Anweisungen:
1: Aktualisiere den Abschnitt aus dem Text über die Wiener Aufschwungskoalition, der mit „Wir werden viele“ beginnt und bis „stärker zu machen.“ reicht, und ersetze darin „Förderungen“ durch „Subventionen“.
2: Welche Prioritäten hat sich die Regierung laut dem Text über die Wiener Aufschwungskoalition gegeben?
3: Knüpfe an das Ende des Textes über die Wiener Aufschwungskoalition an und schreibe ihn weiter.

Dokumenttext:
┄┄┄┄┄┄┄┄┄┄┄┄┄┄┄┄┄┄┄┄

Am Anfang dieser neuen Regierungsperiode dominiert ein Thema ganz stark das ganze Land, das ist vor allem die Thematik und die Debatte rund um unsere Wirtschaft, um die budgetäre Situation. Österreich ist das einzige EU-Land, das auf kein Wachstum verweisen kann, Wien ist die rühmliche Ausnahme. Aber auch weil wir nur Prognosen haben, die noch unklar sind und wir noch nicht wissen, in welche Richtung es geht. Eines wissen wir alle: Wir haben viel, viel Arbeit vor uns. Darum trägt diese Regierung den Namen Aufschwungskoalition, weil wir wissen, was die aktuellen Herausforderungen sind, und weil wir gewillt sind, alles zu tun, um diesen Aufschwung für Wien möglich zu machen.
Sozialer Zusammenhalt, starke Wirtschaft und moderne Bildung sind die Prioritäten, die wir uns gegeben haben, und die wir in den nächsten Jahren ganz stark in den Vordergrund stellen werden. Ich habe es erwähnt, die Staatsfinanzen sind angespannt, die Budgets geben nicht viel Spielraum her. Aber darum bin ich auch stolz darauf, dass wir einen klaren Pfad verfolgen, einen Konsolidierungspfad, auf den wir uns verständigt haben, der vor allem ausgabenseitig ansetzt, um die Belastung für die Menschen in dieser Stadt und trotz aller Umstände möglichst niedrig zu halten.
Wir werden viele strukturelle Reformen angehen, wir werden uns alle Förderungen in dieser Stadt ansehen. Wir versehen jedes Projekt mit einer klaren Gegenfinanzierungspflicht, das sind nur einige der Maßnahmen, die wir in diesem Bereich setzen werden. Aber gute Wirtschaftspolitik ist mehr als nur sparen und zu schauen, wo man weniger ausgibt. Sie bedeutet auch, Prioritäten zu setzen, um die Wirtschaft, um unseren Standort anzukurbeln und noch stärker zu machen.

┄┄┄┄┄┄┄┄┄┄┄┄┄┄┄┄┄┄┄┄

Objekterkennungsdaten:
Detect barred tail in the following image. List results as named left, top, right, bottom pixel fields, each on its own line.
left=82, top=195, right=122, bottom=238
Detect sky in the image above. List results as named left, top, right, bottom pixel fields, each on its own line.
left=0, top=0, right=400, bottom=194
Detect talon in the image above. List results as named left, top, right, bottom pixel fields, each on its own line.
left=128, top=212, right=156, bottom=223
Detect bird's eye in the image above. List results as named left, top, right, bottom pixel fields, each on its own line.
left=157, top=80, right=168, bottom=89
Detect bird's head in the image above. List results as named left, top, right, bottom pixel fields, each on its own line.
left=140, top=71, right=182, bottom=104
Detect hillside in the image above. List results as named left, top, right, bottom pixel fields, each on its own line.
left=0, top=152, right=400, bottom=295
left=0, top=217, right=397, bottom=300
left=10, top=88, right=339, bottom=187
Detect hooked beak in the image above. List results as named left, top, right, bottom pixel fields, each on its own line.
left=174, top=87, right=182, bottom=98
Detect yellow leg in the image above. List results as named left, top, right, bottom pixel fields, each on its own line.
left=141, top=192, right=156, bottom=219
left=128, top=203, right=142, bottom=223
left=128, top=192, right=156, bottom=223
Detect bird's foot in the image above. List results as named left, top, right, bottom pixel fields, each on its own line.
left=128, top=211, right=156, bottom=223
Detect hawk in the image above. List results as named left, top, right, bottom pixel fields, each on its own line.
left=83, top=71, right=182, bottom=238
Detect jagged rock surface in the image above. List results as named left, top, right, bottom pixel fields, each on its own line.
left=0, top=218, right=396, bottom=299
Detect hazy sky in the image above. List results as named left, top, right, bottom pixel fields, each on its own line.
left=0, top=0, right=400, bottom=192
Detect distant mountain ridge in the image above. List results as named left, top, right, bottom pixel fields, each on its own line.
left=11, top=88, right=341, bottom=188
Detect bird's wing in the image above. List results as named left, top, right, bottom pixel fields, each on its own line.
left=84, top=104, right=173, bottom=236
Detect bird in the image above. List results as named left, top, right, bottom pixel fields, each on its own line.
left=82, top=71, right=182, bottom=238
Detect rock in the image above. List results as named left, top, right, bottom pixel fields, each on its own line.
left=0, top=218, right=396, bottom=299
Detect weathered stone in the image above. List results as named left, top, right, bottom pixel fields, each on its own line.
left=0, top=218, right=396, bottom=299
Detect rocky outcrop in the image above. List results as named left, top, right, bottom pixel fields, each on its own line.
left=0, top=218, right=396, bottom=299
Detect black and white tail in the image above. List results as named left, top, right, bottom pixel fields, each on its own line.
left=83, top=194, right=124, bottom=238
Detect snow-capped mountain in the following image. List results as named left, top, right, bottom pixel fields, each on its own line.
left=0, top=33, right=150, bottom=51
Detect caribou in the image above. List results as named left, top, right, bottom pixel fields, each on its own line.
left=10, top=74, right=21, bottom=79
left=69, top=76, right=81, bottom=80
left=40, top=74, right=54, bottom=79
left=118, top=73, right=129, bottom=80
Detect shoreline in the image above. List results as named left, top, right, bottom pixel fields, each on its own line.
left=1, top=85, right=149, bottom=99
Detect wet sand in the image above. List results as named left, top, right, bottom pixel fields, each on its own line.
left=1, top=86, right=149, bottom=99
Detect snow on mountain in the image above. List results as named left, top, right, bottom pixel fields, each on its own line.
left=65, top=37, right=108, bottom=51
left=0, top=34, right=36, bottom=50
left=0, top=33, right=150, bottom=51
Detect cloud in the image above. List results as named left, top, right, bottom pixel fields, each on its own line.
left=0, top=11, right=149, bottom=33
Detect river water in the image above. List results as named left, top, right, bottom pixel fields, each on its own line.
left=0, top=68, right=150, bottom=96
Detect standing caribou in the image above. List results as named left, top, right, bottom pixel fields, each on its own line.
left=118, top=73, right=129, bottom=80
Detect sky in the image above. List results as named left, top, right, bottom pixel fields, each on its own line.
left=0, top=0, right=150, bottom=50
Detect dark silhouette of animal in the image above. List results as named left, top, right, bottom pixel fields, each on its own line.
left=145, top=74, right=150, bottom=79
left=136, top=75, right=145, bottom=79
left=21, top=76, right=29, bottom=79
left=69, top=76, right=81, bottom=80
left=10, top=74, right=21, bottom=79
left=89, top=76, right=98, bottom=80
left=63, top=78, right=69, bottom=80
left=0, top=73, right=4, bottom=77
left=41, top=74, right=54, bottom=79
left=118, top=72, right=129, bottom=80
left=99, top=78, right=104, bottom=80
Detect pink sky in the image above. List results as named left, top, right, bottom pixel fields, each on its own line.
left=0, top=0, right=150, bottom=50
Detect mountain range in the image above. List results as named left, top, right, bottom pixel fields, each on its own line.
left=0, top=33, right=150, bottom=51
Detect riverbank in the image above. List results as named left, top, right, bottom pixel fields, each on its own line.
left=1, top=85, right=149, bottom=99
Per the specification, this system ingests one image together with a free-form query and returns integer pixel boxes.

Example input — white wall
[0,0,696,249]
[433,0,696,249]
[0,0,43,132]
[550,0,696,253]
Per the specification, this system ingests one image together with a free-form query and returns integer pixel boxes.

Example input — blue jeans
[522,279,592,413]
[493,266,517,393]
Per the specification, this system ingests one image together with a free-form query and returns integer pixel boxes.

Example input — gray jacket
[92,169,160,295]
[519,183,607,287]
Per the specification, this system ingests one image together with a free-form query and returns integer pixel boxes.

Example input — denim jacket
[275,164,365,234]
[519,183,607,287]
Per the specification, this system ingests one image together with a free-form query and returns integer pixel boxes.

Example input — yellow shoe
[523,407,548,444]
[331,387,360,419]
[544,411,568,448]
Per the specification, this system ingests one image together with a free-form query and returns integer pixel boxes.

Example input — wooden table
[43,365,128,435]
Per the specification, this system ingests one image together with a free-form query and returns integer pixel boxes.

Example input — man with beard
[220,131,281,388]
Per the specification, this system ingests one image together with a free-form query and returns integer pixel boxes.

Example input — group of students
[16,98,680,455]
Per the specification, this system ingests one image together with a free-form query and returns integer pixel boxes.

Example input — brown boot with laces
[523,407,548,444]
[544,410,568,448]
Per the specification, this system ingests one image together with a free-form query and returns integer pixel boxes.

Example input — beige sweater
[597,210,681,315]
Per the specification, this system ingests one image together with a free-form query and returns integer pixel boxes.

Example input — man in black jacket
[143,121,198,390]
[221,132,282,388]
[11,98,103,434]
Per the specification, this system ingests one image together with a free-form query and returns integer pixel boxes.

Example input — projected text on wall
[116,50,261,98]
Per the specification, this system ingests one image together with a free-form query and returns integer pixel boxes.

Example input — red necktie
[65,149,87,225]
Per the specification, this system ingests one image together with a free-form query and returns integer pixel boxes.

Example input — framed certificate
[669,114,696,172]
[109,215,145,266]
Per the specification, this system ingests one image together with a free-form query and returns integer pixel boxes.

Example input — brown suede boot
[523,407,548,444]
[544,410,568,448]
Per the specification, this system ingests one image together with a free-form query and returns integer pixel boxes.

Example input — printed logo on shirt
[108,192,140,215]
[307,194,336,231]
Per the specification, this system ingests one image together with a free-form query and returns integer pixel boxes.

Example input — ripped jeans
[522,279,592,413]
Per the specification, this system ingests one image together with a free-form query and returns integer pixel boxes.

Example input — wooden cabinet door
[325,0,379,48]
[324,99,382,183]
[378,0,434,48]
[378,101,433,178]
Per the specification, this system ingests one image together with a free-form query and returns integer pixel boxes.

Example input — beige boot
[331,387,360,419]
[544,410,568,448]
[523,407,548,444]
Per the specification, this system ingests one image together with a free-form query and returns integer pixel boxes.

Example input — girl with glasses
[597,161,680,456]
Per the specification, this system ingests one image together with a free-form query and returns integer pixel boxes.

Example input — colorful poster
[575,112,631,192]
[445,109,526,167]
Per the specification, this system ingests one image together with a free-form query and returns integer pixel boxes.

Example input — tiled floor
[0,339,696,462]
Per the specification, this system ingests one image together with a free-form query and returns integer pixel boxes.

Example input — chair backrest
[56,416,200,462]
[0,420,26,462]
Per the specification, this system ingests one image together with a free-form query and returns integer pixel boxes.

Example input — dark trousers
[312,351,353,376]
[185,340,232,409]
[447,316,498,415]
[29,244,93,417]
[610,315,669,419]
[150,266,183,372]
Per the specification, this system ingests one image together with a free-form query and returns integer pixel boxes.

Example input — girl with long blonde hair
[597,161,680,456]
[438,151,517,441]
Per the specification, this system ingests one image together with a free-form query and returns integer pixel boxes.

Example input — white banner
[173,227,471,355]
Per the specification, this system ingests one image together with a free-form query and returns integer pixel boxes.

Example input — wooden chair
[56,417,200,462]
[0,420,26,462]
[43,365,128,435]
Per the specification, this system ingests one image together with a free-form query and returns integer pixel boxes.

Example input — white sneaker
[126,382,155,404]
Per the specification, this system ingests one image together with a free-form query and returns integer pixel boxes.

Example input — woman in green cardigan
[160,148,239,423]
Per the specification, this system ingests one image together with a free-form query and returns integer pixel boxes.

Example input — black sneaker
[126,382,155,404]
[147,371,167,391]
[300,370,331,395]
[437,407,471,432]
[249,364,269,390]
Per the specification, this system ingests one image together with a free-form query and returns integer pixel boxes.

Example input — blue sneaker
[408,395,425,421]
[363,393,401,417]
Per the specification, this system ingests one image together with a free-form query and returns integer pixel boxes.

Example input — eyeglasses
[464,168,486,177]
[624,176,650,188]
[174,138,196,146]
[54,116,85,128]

┄┄┄┄┄┄┄┄┄┄┄┄┄┄┄┄┄┄┄┄

Antworten:
1:
Wir werden viele strukturelle Reformen angehen, wir werden uns alle Subventionen in dieser Stadt ansehen. Wir versehen jedes Projekt mit einer klaren Gegenfinanzierungspflicht, das sind nur einige der Maßnahmen, die wir in diesem Bereich setzen werden. Aber gute Wirtschaftspolitik ist mehr als nur sparen und zu schauen, wo man weniger ausgibt. Sie bedeutet auch, Prioritäten zu setzen, um die Wirtschaft, um unseren Standort anzukurbeln und noch stärker zu machen.

2: Sozialer Zusammenhalt, starke Wirtschaft und moderne Bildung.

3:
Für mich gibt es kein besseres Beispiel als das alte Stellantis-Werk, das mittlerweile stillgelegt wurde, ein Ort, der schon einmal für Arbeit, für Aufschwung gestanden ist, und den wir mit diesem Regierungsprogramm wiederbeleben wollen. Als Heimat neuer, innovativer Unternehmen für Zukunftsindustrien ist die Seestadt auch ein geeigneter Ort, um die drohende Deindustrialisierung zur Reindustrialisierung umzukehren. Die AI-Gigafactory, für die wir uns bewerben wollen, ein Hochleistungsrechenzentrum im Bereich der künstlichen Intelligenz, ist ein Beispiel dafür, um die kritische Infrastruktur der digitalen Gesellschaft und auch unseren Innovations- und Wirtschaftsstandort und Forschungsstandort zu stärken.
Forschung ist ein weiteres Stichwort. Wenn international der Druck groß ist und auf die freie Forschung vor allem zunimmt, gerade in Zukunftsbereichen wie den Klimatechnologien, dann ist es doch gerade in einer historischen und weltoffenen Stadt wie Wien mit einer so hohen Lebensqualität logisch, die betroffenen Spitzenforscherinnen und -forscher zu uns zu holen und Wien zur Forschungsmetropole zu machen. Wir stehen ganz klar hinter der Freiheit der Wissenschaft, und wir wollen die besten Köpfe nach Wien holen.